InkBunny Scraper
Closed this issue · 4 comments
Hear me out! While InkBunny is one of the only furry sites that allows cub, and is therefore known as a cub site now, it has many fabulous artists on it that don't do cub, such as Dripponi, TheSecretCave, Chunie, Tsaiwolf, and more! Unlike FA, SoFurry, etc, InkBunny has an amazing API and should be super easy to use as a scraper.
To get a SID, make an InkBunny account, go to settings in inkbunny and enable API access.
Then put in https://inkbunny.net/api_login.php?username=derpibooru&password=hunter2
and it will output the SID in JSON. This way, you could have people login in their user settings, or my suggestion, put one in the config.
You can also login as guest, but then you can only view general rating posts with https://inkbunny.net/api_login.php?username=guest
which will output an SID you can use so you can view a post by converting
https://inkbunny.net/s/2436862
-> https://inkbunny.net/api_submissions.php?show_description=yes&sid=4X88ktV7jxywp65Ng40ez1qTJd&submission_ids=2436862
which gives you a beautiful json to mine for info. You'd probably only pull file_url_full
for file, username
for artist namespace, and description
for description. Obviously tags are free writing and likely will just muddy the database.
Is your feature request related to a problem? Please describe.
You can only use direct image links and it struggles when it's behind an auth wall (anything Mature+).
Describe the solution you'd like
You can either code in the config an API key related to a username or allow users to put in their own InkBunny SID.
Describe alternatives you've considered
Put in the direct image link.

------------------------

TASK SET
A – Answer these questions from the InkBunny scraper issue:
(i) What must be turned on in InkBunny settings to get a SID?
(ii) Logging in as guest allows viewing which posts only?
(iii) Which field does the issue suggest pulling for the artist namespace?
B – Find every line in the entries that contains the string "evenodd", and copy each one.
The InkBunny scraper issue and the entries that follow it have no connection to each other.

MATERIAL
------------------------

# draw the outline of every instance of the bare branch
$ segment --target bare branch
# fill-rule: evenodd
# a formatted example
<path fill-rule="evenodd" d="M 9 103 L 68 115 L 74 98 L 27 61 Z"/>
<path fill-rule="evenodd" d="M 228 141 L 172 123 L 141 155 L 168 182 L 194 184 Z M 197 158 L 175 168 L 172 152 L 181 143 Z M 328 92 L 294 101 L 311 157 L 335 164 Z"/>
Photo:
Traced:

------------------------

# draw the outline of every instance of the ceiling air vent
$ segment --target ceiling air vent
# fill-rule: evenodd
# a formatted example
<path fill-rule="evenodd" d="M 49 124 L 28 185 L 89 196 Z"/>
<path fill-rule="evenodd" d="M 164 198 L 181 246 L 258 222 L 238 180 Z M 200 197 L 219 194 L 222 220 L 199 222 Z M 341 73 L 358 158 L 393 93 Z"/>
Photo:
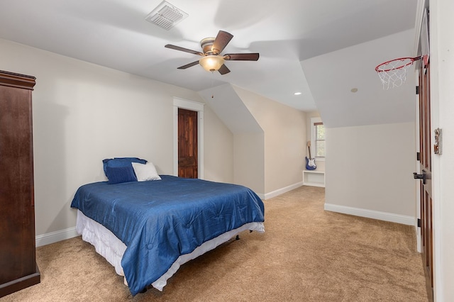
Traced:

------------------------

ANSWERS FOR THIS EXERCISE
A –
(i) API access
(ii) General rating posts
(iii) username

B –
# fill-rule: evenodd
<path fill-rule="evenodd" d="M 9 103 L 68 115 L 74 98 L 27 61 Z"/>
<path fill-rule="evenodd" d="M 228 141 L 172 123 L 141 155 L 168 182 L 194 184 Z M 197 158 L 175 168 L 172 152 L 181 143 Z M 328 92 L 294 101 L 311 157 L 335 164 Z"/>
# fill-rule: evenodd
<path fill-rule="evenodd" d="M 49 124 L 28 185 L 89 196 Z"/>
<path fill-rule="evenodd" d="M 164 198 L 181 246 L 258 222 L 238 180 Z M 200 197 L 219 194 L 222 220 L 199 222 Z M 341 73 L 358 158 L 393 93 Z"/>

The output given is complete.